La civilisation celtique antique est traditionnellement divisée en deux phases principales par les historiens ; les noms de ces deux phases viennent des deux sites archéologiques qui ont servi à les définir, à partir de la culture matérielle : une première période, dite de Hallstatt, de 850 à 450 environ, qui correspond au premier âge du Fer ; une seconde, dite de La Tène, de 450 à 50 environ, qui correspond au second âge du Fer.
Cette périodisation générale est déjà ancienne puisqu’elle remonte à la fin du XIXème siècle ; elle masque certaines évolutions différenciées selon les régions du monde celte : les changements n’intervinrent pas partout au même rythme, parfois subsistent des archaïsmes en pleine époque laténienne (comme par exemple l’usage du char en Bretagne insulaire). Cependant, Hallstatt et La Tène restent des repères unanimement employés par les historiens et archéologues.
1) Période de Hallstatt ou Ier âge du Fer
Une première période s’étend jusqu’au milieu du Vème siècle, donc de 850 à 450 environ elle est qualifiée de Hallstatt, du nom du célèbre site archéologique autrichien qui a permis de l’identifier. A partir du foyer initial, les populations voisines auraient adopté les principaux éléments de cette culture, en Autriche, Suisse, Italie du Nord-ouest (Lugano), Allemagne du sud et France de l’Est (en marron foncé sur la carte ci-dessus). c’est le moment de la diffusion de la métallurgie du fer en Europe et de l’invention d’un outillage agricole plus performant, dont les formes sont parfois restées inchangées jusqu’à aujourd’hui.

▸ **LIGNES FOURNIES**:
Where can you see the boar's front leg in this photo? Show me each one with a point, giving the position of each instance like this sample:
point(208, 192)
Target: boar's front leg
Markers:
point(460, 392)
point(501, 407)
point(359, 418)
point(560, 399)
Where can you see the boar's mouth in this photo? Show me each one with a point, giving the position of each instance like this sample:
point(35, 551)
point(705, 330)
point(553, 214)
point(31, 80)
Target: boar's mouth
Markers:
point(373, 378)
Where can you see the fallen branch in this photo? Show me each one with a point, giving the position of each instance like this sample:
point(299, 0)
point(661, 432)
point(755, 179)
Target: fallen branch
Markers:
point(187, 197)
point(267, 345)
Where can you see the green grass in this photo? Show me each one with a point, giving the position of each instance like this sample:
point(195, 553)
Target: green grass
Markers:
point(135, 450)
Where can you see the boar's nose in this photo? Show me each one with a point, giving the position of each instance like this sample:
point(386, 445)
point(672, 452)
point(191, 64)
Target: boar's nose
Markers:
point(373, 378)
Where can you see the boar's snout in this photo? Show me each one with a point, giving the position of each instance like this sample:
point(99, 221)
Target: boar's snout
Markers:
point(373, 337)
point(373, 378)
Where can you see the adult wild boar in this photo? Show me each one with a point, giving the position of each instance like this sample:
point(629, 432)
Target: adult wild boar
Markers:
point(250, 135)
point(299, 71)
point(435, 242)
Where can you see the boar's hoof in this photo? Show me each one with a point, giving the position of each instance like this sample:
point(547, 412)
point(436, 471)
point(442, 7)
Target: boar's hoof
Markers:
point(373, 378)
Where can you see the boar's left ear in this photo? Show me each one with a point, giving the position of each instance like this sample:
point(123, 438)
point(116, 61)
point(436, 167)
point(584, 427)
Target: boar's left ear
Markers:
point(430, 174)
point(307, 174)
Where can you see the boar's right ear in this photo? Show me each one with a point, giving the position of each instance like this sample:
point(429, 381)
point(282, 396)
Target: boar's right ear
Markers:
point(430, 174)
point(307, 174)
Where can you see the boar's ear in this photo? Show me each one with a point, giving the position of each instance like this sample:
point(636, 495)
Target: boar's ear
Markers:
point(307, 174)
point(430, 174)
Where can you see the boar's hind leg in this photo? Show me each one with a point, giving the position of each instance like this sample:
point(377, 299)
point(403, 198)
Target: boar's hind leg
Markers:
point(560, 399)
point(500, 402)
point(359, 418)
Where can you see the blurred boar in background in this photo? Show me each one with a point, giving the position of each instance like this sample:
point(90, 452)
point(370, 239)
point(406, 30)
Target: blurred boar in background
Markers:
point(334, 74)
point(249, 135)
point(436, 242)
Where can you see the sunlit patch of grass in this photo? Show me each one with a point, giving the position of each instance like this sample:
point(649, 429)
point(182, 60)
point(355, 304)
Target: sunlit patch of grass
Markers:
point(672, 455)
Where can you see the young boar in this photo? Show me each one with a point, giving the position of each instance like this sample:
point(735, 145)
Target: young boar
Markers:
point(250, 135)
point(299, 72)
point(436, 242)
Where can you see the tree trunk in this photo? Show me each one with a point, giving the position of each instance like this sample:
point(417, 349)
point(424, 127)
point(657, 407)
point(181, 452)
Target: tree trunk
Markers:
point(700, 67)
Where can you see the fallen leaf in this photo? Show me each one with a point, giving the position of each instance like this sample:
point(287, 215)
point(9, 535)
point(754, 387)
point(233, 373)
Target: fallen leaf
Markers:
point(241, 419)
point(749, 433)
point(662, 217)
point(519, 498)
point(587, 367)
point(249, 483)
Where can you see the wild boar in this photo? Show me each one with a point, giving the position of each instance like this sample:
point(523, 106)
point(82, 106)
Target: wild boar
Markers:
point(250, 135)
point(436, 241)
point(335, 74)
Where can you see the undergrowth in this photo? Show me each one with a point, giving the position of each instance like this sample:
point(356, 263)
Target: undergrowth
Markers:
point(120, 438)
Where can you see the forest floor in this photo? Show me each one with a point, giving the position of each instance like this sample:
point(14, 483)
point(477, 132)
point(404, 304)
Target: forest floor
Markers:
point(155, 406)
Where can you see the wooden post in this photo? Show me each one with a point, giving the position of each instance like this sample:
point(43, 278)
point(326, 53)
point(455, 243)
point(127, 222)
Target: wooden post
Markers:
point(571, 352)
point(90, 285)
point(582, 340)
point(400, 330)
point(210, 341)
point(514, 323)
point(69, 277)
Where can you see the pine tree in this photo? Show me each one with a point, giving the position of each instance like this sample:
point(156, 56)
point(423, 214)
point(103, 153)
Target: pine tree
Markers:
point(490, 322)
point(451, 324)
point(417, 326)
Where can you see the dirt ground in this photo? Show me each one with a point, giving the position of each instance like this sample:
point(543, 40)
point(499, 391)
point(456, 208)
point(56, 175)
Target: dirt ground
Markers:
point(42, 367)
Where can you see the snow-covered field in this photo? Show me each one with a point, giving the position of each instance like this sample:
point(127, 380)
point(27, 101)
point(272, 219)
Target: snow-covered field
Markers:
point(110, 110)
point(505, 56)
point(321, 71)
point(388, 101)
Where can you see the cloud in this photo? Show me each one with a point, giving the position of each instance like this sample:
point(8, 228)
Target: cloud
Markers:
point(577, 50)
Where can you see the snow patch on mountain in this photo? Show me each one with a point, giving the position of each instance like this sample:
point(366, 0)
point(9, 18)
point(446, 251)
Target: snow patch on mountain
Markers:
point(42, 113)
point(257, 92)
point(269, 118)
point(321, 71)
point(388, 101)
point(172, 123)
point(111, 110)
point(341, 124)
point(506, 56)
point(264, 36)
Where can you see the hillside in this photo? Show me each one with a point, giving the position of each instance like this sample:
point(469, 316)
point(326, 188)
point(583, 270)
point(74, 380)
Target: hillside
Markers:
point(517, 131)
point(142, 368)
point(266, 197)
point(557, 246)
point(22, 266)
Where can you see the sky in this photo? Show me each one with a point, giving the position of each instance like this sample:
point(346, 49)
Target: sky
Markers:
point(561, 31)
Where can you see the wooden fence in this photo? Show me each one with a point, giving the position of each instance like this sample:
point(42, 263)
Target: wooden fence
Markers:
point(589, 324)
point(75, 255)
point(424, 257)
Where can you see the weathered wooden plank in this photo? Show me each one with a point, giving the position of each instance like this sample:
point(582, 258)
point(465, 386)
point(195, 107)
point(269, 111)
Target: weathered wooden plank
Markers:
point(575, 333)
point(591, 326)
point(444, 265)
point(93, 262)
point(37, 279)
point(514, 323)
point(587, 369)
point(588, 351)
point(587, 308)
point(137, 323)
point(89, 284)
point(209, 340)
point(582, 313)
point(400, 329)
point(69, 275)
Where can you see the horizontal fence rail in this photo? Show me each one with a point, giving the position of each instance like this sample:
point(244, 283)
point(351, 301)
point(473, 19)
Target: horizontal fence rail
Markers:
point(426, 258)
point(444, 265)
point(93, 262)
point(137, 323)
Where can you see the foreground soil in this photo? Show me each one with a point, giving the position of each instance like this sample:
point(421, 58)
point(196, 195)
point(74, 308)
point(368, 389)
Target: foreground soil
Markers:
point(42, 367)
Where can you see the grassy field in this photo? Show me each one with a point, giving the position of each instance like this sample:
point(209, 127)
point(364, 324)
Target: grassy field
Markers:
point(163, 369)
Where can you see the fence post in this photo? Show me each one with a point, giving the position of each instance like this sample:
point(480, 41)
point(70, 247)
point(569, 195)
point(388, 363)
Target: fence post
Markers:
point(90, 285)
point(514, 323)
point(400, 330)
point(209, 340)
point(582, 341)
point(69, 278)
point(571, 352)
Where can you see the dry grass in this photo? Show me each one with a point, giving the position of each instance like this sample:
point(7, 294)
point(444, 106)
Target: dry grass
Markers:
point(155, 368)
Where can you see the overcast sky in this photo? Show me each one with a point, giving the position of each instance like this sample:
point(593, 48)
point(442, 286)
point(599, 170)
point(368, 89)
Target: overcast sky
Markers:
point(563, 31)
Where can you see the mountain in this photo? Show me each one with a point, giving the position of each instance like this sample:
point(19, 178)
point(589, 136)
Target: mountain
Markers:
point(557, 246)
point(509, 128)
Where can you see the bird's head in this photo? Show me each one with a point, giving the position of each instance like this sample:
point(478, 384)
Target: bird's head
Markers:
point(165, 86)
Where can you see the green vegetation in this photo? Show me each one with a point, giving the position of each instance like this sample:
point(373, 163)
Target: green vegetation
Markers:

▸ **CONSIGNES**:
1 - Recopiez l'extrait sur la civilisation celtique, tout ce qui va de "1) Période de" jusqu'à "inchangées jusqu’à aujourd’hui.", en mettant "matériel agricole" à la place de "outillage agricole".
2 - Répondez brièvement à ces questions sur l'extrait consacré à la civilisation celtique.
(a) De quel pays est le site archéologique qui a donné son nom à la période de Hallstatt ?
(b) À quand remonte la périodisation générale en deux phases ?
(c) Quel archaïsme l'extrait cite-t-il pour la Bretagne insulaire ?
Les lignes n'ont aucun rapport avec l'extrait.

▸ **RÉPONSES PAR CONSIGNE**:
1 -
1) Période de Hallstatt ou Ier âge du Fer
Une première période s’étend jusqu’au milieu du Vème siècle, donc de 850 à 450 environ elle est qualifiée de Hallstatt, du nom du célèbre site archéologique autrichien qui a permis de l’identifier. A partir du foyer initial, les populations voisines auraient adopté les principaux éléments de cette culture, en Autriche, Suisse, Italie du Nord-ouest (Lugano), Allemagne du sud et France de l’Est (en marron foncé sur la carte ci-dessus). c’est le moment de la diffusion de la métallurgie du fer en Europe et de l’invention d’un matériel agricole plus performant, dont les formes sont parfois restées inchangées jusqu’à aujourd’hui.

2 -
(a) D'Autriche.
(b) À la fin du XIXe siècle.
(c) L'usage du char.